--- START ---
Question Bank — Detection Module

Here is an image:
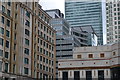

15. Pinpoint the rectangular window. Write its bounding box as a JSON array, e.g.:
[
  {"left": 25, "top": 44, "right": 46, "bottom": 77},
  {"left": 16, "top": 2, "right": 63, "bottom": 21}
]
[
  {"left": 26, "top": 11, "right": 30, "bottom": 18},
  {"left": 2, "top": 5, "right": 5, "bottom": 13},
  {"left": 6, "top": 30, "right": 10, "bottom": 37},
  {"left": 40, "top": 40, "right": 42, "bottom": 45},
  {"left": 25, "top": 39, "right": 29, "bottom": 45},
  {"left": 46, "top": 67, "right": 48, "bottom": 71},
  {"left": 6, "top": 40, "right": 9, "bottom": 48},
  {"left": 40, "top": 56, "right": 42, "bottom": 61},
  {"left": 49, "top": 52, "right": 51, "bottom": 57},
  {"left": 0, "top": 38, "right": 4, "bottom": 46},
  {"left": 15, "top": 13, "right": 17, "bottom": 19},
  {"left": 52, "top": 54, "right": 53, "bottom": 58},
  {"left": 1, "top": 16, "right": 4, "bottom": 24},
  {"left": 5, "top": 52, "right": 9, "bottom": 59},
  {"left": 86, "top": 71, "right": 92, "bottom": 80},
  {"left": 43, "top": 66, "right": 45, "bottom": 70},
  {"left": 14, "top": 33, "right": 16, "bottom": 40},
  {"left": 13, "top": 54, "right": 16, "bottom": 61},
  {"left": 52, "top": 61, "right": 53, "bottom": 66},
  {"left": 13, "top": 64, "right": 16, "bottom": 73},
  {"left": 52, "top": 32, "right": 54, "bottom": 37},
  {"left": 25, "top": 20, "right": 30, "bottom": 27},
  {"left": 14, "top": 44, "right": 16, "bottom": 50},
  {"left": 40, "top": 48, "right": 42, "bottom": 53},
  {"left": 24, "top": 48, "right": 29, "bottom": 55},
  {"left": 98, "top": 70, "right": 104, "bottom": 80},
  {"left": 46, "top": 59, "right": 48, "bottom": 64},
  {"left": 44, "top": 42, "right": 45, "bottom": 47},
  {"left": 43, "top": 57, "right": 45, "bottom": 62},
  {"left": 49, "top": 68, "right": 51, "bottom": 72},
  {"left": 0, "top": 49, "right": 3, "bottom": 57},
  {"left": 63, "top": 72, "right": 68, "bottom": 80},
  {"left": 100, "top": 53, "right": 105, "bottom": 58},
  {"left": 40, "top": 64, "right": 42, "bottom": 69},
  {"left": 25, "top": 29, "right": 30, "bottom": 36},
  {"left": 24, "top": 67, "right": 29, "bottom": 74},
  {"left": 7, "top": 9, "right": 10, "bottom": 17},
  {"left": 24, "top": 58, "right": 29, "bottom": 64},
  {"left": 113, "top": 52, "right": 116, "bottom": 56},
  {"left": 46, "top": 51, "right": 48, "bottom": 56},
  {"left": 88, "top": 54, "right": 93, "bottom": 58},
  {"left": 74, "top": 71, "right": 80, "bottom": 80},
  {"left": 49, "top": 60, "right": 51, "bottom": 65},
  {"left": 0, "top": 27, "right": 4, "bottom": 34},
  {"left": 5, "top": 63, "right": 8, "bottom": 72},
  {"left": 44, "top": 26, "right": 46, "bottom": 31},
  {"left": 43, "top": 49, "right": 45, "bottom": 54},
  {"left": 0, "top": 61, "right": 2, "bottom": 71},
  {"left": 7, "top": 19, "right": 10, "bottom": 27},
  {"left": 8, "top": 1, "right": 11, "bottom": 6},
  {"left": 77, "top": 55, "right": 82, "bottom": 59}
]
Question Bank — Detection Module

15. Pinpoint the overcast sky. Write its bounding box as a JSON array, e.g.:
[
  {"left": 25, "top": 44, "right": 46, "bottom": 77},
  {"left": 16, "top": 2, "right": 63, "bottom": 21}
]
[{"left": 39, "top": 0, "right": 65, "bottom": 14}]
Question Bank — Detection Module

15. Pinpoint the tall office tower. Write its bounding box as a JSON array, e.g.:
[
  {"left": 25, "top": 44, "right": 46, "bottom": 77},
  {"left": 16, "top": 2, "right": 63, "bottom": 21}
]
[
  {"left": 106, "top": 0, "right": 120, "bottom": 44},
  {"left": 65, "top": 0, "right": 103, "bottom": 45},
  {"left": 46, "top": 9, "right": 87, "bottom": 79},
  {"left": 0, "top": 1, "right": 56, "bottom": 79},
  {"left": 46, "top": 9, "right": 89, "bottom": 59}
]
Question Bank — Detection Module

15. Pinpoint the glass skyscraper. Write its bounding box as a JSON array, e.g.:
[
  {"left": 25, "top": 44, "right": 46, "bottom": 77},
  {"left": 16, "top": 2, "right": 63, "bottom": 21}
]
[{"left": 65, "top": 0, "right": 103, "bottom": 45}]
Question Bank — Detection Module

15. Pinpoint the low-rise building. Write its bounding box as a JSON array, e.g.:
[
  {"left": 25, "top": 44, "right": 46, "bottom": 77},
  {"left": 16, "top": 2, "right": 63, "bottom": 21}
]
[{"left": 58, "top": 42, "right": 120, "bottom": 80}]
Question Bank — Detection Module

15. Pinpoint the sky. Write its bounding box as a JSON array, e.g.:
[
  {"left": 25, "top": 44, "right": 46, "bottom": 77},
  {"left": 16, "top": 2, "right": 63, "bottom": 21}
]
[{"left": 39, "top": 0, "right": 65, "bottom": 14}]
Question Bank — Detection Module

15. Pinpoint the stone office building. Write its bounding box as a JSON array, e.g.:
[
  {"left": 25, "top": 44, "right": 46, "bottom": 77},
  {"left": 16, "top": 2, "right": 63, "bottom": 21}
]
[
  {"left": 0, "top": 0, "right": 56, "bottom": 79},
  {"left": 58, "top": 42, "right": 120, "bottom": 80}
]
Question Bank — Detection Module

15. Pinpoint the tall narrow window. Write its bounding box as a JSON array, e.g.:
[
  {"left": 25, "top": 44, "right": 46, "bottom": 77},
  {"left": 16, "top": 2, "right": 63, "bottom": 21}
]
[
  {"left": 13, "top": 64, "right": 16, "bottom": 73},
  {"left": 63, "top": 72, "right": 68, "bottom": 80},
  {"left": 25, "top": 39, "right": 29, "bottom": 45},
  {"left": 25, "top": 20, "right": 30, "bottom": 27},
  {"left": 24, "top": 58, "right": 29, "bottom": 64},
  {"left": 6, "top": 30, "right": 10, "bottom": 37},
  {"left": 25, "top": 29, "right": 30, "bottom": 36},
  {"left": 13, "top": 54, "right": 16, "bottom": 61},
  {"left": 2, "top": 5, "right": 5, "bottom": 13},
  {"left": 7, "top": 9, "right": 10, "bottom": 17},
  {"left": 0, "top": 49, "right": 3, "bottom": 57},
  {"left": 0, "top": 27, "right": 4, "bottom": 34},
  {"left": 0, "top": 61, "right": 2, "bottom": 71},
  {"left": 98, "top": 70, "right": 104, "bottom": 80},
  {"left": 86, "top": 71, "right": 92, "bottom": 80},
  {"left": 6, "top": 40, "right": 9, "bottom": 48},
  {"left": 8, "top": 1, "right": 11, "bottom": 6},
  {"left": 0, "top": 38, "right": 4, "bottom": 46},
  {"left": 24, "top": 48, "right": 29, "bottom": 55},
  {"left": 1, "top": 16, "right": 4, "bottom": 24},
  {"left": 74, "top": 71, "right": 80, "bottom": 80},
  {"left": 5, "top": 63, "right": 8, "bottom": 72},
  {"left": 7, "top": 19, "right": 10, "bottom": 27},
  {"left": 24, "top": 67, "right": 29, "bottom": 74},
  {"left": 26, "top": 11, "right": 30, "bottom": 18},
  {"left": 5, "top": 52, "right": 9, "bottom": 59}
]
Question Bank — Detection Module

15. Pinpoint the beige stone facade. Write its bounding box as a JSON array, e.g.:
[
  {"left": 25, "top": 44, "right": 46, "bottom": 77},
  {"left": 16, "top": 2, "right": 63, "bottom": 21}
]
[
  {"left": 58, "top": 42, "right": 120, "bottom": 79},
  {"left": 0, "top": 1, "right": 56, "bottom": 79}
]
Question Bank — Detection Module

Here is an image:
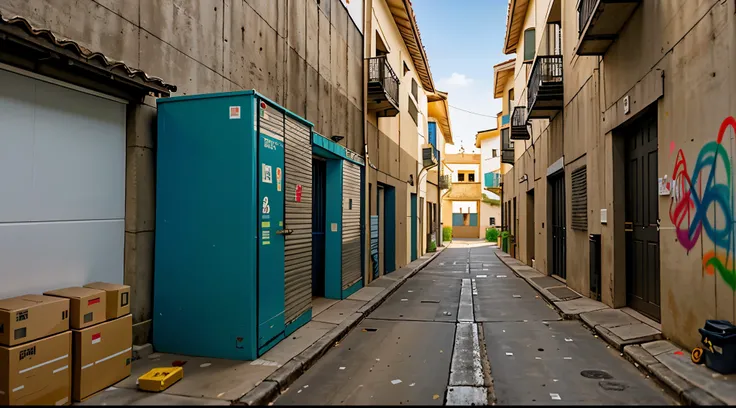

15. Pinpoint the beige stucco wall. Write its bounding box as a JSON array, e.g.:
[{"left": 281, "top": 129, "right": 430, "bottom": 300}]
[
  {"left": 365, "top": 0, "right": 430, "bottom": 276},
  {"left": 501, "top": 0, "right": 736, "bottom": 351}
]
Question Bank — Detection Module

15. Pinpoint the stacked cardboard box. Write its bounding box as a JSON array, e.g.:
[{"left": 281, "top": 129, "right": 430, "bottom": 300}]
[
  {"left": 0, "top": 295, "right": 72, "bottom": 405},
  {"left": 44, "top": 284, "right": 132, "bottom": 402}
]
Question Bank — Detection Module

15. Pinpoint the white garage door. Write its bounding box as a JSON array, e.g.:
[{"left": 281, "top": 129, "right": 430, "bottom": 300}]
[{"left": 0, "top": 68, "right": 126, "bottom": 299}]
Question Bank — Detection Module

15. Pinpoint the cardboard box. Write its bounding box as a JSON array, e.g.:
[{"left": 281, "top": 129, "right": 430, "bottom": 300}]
[
  {"left": 72, "top": 314, "right": 132, "bottom": 401},
  {"left": 0, "top": 331, "right": 72, "bottom": 406},
  {"left": 0, "top": 295, "right": 69, "bottom": 347},
  {"left": 83, "top": 282, "right": 130, "bottom": 320},
  {"left": 44, "top": 287, "right": 106, "bottom": 330}
]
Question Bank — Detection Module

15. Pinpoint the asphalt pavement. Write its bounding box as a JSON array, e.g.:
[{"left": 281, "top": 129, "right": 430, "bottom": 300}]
[{"left": 275, "top": 240, "right": 675, "bottom": 405}]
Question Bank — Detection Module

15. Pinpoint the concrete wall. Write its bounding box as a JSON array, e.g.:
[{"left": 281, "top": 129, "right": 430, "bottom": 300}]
[
  {"left": 0, "top": 0, "right": 364, "bottom": 344},
  {"left": 500, "top": 0, "right": 736, "bottom": 350}
]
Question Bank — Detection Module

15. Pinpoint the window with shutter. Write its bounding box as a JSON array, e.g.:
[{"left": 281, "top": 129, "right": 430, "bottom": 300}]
[
  {"left": 571, "top": 166, "right": 588, "bottom": 230},
  {"left": 408, "top": 97, "right": 418, "bottom": 125},
  {"left": 411, "top": 79, "right": 418, "bottom": 100},
  {"left": 523, "top": 28, "right": 536, "bottom": 61}
]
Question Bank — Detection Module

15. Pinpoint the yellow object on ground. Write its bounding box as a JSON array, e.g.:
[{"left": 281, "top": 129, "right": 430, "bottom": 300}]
[{"left": 137, "top": 367, "right": 184, "bottom": 392}]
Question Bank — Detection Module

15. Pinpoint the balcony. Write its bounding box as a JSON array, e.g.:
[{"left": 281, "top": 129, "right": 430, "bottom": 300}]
[
  {"left": 576, "top": 0, "right": 641, "bottom": 55},
  {"left": 527, "top": 55, "right": 563, "bottom": 119},
  {"left": 501, "top": 149, "right": 515, "bottom": 165},
  {"left": 445, "top": 182, "right": 482, "bottom": 201},
  {"left": 440, "top": 174, "right": 452, "bottom": 190},
  {"left": 511, "top": 106, "right": 530, "bottom": 140},
  {"left": 367, "top": 56, "right": 400, "bottom": 117},
  {"left": 484, "top": 172, "right": 501, "bottom": 194}
]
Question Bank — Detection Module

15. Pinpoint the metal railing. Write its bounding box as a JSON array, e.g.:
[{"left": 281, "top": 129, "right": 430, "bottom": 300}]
[
  {"left": 484, "top": 172, "right": 501, "bottom": 189},
  {"left": 502, "top": 150, "right": 515, "bottom": 165},
  {"left": 527, "top": 55, "right": 563, "bottom": 112},
  {"left": 367, "top": 56, "right": 400, "bottom": 108},
  {"left": 440, "top": 174, "right": 452, "bottom": 190},
  {"left": 578, "top": 0, "right": 597, "bottom": 34},
  {"left": 511, "top": 106, "right": 527, "bottom": 128}
]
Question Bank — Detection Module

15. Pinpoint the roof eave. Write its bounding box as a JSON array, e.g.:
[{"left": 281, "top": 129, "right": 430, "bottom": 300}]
[
  {"left": 0, "top": 14, "right": 176, "bottom": 96},
  {"left": 387, "top": 0, "right": 435, "bottom": 93}
]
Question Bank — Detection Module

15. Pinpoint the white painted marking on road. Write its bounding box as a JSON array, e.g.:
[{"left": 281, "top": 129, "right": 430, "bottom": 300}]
[
  {"left": 477, "top": 274, "right": 487, "bottom": 278},
  {"left": 513, "top": 295, "right": 521, "bottom": 298},
  {"left": 401, "top": 298, "right": 408, "bottom": 302},
  {"left": 553, "top": 379, "right": 559, "bottom": 382},
  {"left": 496, "top": 275, "right": 507, "bottom": 278},
  {"left": 535, "top": 357, "right": 542, "bottom": 360},
  {"left": 564, "top": 357, "right": 572, "bottom": 360},
  {"left": 458, "top": 279, "right": 474, "bottom": 322},
  {"left": 565, "top": 338, "right": 573, "bottom": 342},
  {"left": 506, "top": 352, "right": 514, "bottom": 356},
  {"left": 449, "top": 323, "right": 484, "bottom": 387},
  {"left": 550, "top": 393, "right": 561, "bottom": 400},
  {"left": 391, "top": 379, "right": 402, "bottom": 385},
  {"left": 409, "top": 383, "right": 416, "bottom": 387}
]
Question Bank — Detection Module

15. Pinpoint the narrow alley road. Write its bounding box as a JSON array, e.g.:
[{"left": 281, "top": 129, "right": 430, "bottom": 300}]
[{"left": 275, "top": 240, "right": 675, "bottom": 405}]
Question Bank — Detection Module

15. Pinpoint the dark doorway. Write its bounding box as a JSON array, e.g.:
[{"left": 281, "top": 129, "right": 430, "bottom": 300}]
[
  {"left": 624, "top": 109, "right": 660, "bottom": 321},
  {"left": 312, "top": 158, "right": 327, "bottom": 297},
  {"left": 527, "top": 189, "right": 535, "bottom": 266},
  {"left": 550, "top": 173, "right": 566, "bottom": 279}
]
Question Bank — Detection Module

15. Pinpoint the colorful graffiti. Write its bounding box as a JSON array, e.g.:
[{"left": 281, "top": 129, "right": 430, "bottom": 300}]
[{"left": 670, "top": 116, "right": 736, "bottom": 289}]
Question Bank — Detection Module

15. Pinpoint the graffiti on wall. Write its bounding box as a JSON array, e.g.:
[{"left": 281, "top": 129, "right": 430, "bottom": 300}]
[{"left": 669, "top": 116, "right": 736, "bottom": 289}]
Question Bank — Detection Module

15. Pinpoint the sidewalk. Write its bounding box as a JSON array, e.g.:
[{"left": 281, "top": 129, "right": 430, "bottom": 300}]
[
  {"left": 495, "top": 249, "right": 735, "bottom": 406},
  {"left": 79, "top": 248, "right": 444, "bottom": 406}
]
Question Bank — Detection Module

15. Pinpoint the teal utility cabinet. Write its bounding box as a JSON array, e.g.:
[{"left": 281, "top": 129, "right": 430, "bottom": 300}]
[{"left": 153, "top": 91, "right": 313, "bottom": 360}]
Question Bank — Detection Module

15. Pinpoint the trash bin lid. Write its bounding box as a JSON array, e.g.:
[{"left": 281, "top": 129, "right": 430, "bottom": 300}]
[{"left": 704, "top": 319, "right": 736, "bottom": 335}]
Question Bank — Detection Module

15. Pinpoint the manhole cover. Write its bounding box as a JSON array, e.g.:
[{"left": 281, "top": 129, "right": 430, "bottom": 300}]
[
  {"left": 598, "top": 380, "right": 627, "bottom": 391},
  {"left": 581, "top": 370, "right": 614, "bottom": 380}
]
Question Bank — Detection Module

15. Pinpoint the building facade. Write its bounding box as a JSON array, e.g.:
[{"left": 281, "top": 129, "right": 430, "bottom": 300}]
[
  {"left": 363, "top": 0, "right": 448, "bottom": 281},
  {"left": 0, "top": 0, "right": 364, "bottom": 345},
  {"left": 497, "top": 0, "right": 736, "bottom": 350},
  {"left": 441, "top": 152, "right": 494, "bottom": 239}
]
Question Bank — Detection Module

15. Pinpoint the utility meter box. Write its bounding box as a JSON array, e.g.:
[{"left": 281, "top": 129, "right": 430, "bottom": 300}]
[{"left": 154, "top": 91, "right": 314, "bottom": 360}]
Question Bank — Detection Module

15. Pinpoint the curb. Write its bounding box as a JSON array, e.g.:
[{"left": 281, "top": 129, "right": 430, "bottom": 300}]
[
  {"left": 495, "top": 250, "right": 726, "bottom": 406},
  {"left": 493, "top": 251, "right": 567, "bottom": 317},
  {"left": 236, "top": 249, "right": 444, "bottom": 405}
]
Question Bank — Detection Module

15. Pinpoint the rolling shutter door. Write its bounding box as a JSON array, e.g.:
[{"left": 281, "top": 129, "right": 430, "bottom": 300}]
[
  {"left": 284, "top": 115, "right": 313, "bottom": 323},
  {"left": 342, "top": 161, "right": 362, "bottom": 289}
]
--- END ---
WHAT IS NEEDED: Go through the lines above and count those with "building"; report only the number.

ANSWER BELOW: 3